BEGIN Given data
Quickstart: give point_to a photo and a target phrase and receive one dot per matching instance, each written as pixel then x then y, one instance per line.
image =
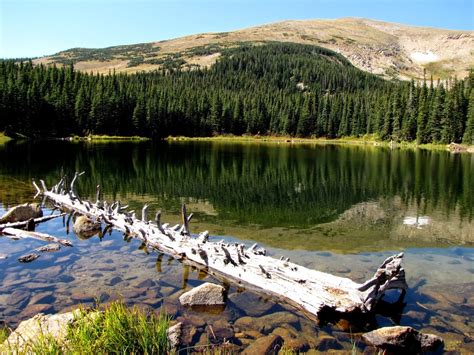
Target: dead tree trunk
pixel 308 289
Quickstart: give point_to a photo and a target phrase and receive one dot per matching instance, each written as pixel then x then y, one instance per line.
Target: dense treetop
pixel 284 89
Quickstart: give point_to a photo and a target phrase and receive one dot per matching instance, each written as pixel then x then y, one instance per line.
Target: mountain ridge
pixel 387 49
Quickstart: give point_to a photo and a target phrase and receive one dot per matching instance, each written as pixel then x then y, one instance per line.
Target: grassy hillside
pixel 274 89
pixel 387 49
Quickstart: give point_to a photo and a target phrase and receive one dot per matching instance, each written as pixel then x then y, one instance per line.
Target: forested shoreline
pixel 275 89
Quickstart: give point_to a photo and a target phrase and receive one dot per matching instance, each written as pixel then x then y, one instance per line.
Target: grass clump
pixel 119 329
pixel 116 329
pixel 3 334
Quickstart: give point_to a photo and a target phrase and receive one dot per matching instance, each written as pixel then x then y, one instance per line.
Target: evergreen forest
pixel 271 89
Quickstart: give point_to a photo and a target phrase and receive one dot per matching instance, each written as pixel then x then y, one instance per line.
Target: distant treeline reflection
pixel 271 185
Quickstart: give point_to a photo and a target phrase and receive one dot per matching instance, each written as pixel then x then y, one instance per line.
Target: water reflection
pixel 341 210
pixel 307 195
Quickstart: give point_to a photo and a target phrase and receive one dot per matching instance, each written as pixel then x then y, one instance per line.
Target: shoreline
pixel 325 141
pixel 369 141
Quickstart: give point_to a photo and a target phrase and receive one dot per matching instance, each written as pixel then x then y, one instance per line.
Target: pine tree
pixel 436 115
pixel 468 137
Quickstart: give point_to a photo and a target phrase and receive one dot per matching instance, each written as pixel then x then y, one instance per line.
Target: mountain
pixel 386 49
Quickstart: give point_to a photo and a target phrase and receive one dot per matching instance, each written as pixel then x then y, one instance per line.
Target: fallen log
pixel 14 233
pixel 27 222
pixel 311 290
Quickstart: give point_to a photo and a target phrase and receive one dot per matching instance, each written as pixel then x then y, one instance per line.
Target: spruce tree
pixel 468 137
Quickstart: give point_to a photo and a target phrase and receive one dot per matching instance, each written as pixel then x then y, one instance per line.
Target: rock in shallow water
pixel 207 294
pixel 402 339
pixel 85 227
pixel 22 213
pixel 270 344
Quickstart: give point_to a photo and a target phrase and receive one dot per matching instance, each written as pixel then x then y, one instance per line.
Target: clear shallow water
pixel 336 209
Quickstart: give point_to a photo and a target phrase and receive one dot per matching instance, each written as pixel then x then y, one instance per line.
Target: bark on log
pixel 311 290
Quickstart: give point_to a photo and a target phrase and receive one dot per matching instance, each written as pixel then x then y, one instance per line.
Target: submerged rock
pixel 266 323
pixel 174 335
pixel 28 258
pixel 402 339
pixel 22 213
pixel 49 248
pixel 85 227
pixel 270 344
pixel 207 294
END Given data
§ **How to complete this task**: Leaving out all pictures, transcribe the listing exactly.

§ **Reply to the task**:
Quickstart: give point_to a photo and a target phrase and receive one dot per matching instance, each written as pixel then x then y, one instance per line.
image =
Target: dead tree trunk
pixel 308 289
Quickstart: give point_to a photo and a target phrase and receive one dot per matching instance, each written as pixel then x then y, one instance per line.
Target: dense treetop
pixel 284 89
Quickstart: give point_to a photo and a target phrase and receive one dot per matching instance, each written as pixel then x then y, one instance per line.
Target: mountain ridge
pixel 387 49
Quickstart: give point_to a photo and a target phrase and receive one dot per matching instance, each written as pixel then x then y, one instance per line.
Target: grassy hillside
pixel 274 89
pixel 387 49
Quickstart: give point_to a photo and a target phrase and receive one dot per matching instance, each written as pixel then x then y, one instance per line.
Target: forested shoreline
pixel 275 89
Quickstart: give point_to a photo and a target phrase and receive one dot per matching instance, each written as pixel then x then y, one instance per line.
Target: grass clump
pixel 119 329
pixel 116 329
pixel 3 334
Quickstart: give point_to a photo and a target phrase and receive one dot per matching instance, each written as pixel then x then y, one instance per line.
Target: evergreen forest
pixel 271 89
Quickstart: give point_to a photo and a target phrase and receive one dot per matching instance, each written as pixel then x then y, one instance per line.
Target: distant treeline reflection
pixel 271 185
Quickstart: give point_to a photo and a target phrase and receive one dot per matching instance, each written as pixel then x then y, one instance per line.
Target: water reflection
pixel 341 210
pixel 307 195
Quickstart: give point_to a photo and a target phrase and receive one dot per matching instance, each written as pixel then x then y, one instance per line.
Target: shoreline
pixel 325 141
pixel 369 141
Quickstart: give point_to a photo and a target phrase and receive one dot per matching instance, each written as pixel then x then y, one instance per line.
Target: pine tree
pixel 436 115
pixel 468 137
Quickstart: give point_to a photo and a target phrase and receive one dot per matching instance, each written as pixel then x then y, one instance per line.
Target: mountain
pixel 386 49
Quickstart: give point_to a photo and a target phrase and receive one dot per matching instance, each written as pixel then x then y, one instance per line.
Target: fallen log
pixel 14 233
pixel 27 222
pixel 311 290
Quickstart: give point_to a photo and a target phrase and receive one dot per matching instance, each written as pixel then x then y, one instance per line.
Target: spruce tree
pixel 468 137
Quickstart: give point_to a photo and a target phrase and receive one dot per matching instance, each written as pixel then x then y, one instance per line.
Target: rock in shallow water
pixel 207 294
pixel 402 339
pixel 85 227
pixel 22 213
pixel 270 344
Quickstart: give point_to a photo and a target phrase and receive one dot per matching instance, each written as pixel then x then y, one instance per line.
Target: clear shallow water
pixel 336 209
Quickstart: give point_to a photo and a target phrase and receive one dot per matching instance, each written as pixel then x then y, one instance per line.
Target: bark on log
pixel 311 290
Quickstart: give point_to a photo and a target phrase and receive one dot per matching instance, each written as pixel then x then y, one instance per line.
Target: submerged rock
pixel 266 323
pixel 174 335
pixel 28 258
pixel 402 339
pixel 22 213
pixel 49 248
pixel 85 227
pixel 270 344
pixel 207 294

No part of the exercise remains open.